→ **DATA SHOWN**
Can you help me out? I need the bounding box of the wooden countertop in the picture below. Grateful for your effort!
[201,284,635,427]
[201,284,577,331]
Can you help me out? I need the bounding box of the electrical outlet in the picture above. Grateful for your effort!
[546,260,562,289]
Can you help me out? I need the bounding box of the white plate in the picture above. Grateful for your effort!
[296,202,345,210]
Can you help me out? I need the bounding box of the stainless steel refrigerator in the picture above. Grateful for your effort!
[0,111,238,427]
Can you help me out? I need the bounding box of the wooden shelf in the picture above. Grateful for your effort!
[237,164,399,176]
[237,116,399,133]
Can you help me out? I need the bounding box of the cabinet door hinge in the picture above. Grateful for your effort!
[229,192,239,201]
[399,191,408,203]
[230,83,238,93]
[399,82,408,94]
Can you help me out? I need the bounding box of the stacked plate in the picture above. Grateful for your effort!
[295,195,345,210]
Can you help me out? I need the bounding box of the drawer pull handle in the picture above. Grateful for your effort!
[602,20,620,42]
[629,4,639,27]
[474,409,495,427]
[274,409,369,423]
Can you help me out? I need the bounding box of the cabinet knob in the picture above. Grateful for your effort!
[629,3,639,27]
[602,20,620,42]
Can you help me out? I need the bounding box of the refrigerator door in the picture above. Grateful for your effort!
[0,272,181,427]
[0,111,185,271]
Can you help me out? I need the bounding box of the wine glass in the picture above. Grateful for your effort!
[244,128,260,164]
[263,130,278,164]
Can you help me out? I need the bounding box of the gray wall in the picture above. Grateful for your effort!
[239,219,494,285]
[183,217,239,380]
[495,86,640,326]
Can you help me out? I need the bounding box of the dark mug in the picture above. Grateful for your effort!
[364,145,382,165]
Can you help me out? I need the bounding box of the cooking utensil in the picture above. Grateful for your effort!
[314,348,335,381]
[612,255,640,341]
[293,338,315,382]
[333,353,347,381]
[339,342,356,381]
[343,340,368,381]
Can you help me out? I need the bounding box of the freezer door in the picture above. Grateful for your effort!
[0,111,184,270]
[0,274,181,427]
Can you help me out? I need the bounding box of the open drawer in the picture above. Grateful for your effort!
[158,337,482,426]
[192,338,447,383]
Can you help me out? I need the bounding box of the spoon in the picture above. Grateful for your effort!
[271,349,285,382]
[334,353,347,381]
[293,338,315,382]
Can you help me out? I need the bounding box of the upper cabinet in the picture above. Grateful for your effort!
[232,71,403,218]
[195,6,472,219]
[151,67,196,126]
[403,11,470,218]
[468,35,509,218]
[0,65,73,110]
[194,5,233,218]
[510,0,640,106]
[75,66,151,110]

→ **EXERCISE**
Everything from the line with "of the cooking" down to the final line above is to be retyped exactly. Leave the earlier lines out.

→ **EXERCISE ANSWER**
Can you help me out? I need the bounding box of the cooking utensil in the picture above. Grateful for your effort!
[314,348,335,381]
[612,255,640,341]
[293,338,315,382]
[333,353,347,381]
[339,342,356,381]
[343,340,368,381]
Can you help me out? I need the bounding box of the freezer door in the picture above. Grateful for your effort!
[0,111,184,270]
[0,274,181,427]
Can you help me out? I need the bounding box of the open drawer in the picture above. Grateful for your effort!
[158,337,482,426]
[192,338,447,383]
Can you help me out? I need the bounding box of the spoon in the picture above. Grateful for your effort!
[271,349,285,382]
[334,353,347,381]
[293,338,315,382]
Can you help me out? I need the bounding box of the upper cabinet in the picture above. Grateful for your effort!
[232,71,403,218]
[195,6,472,219]
[151,67,196,126]
[403,11,470,218]
[468,35,509,218]
[0,65,73,110]
[194,5,233,218]
[510,0,640,106]
[75,66,151,110]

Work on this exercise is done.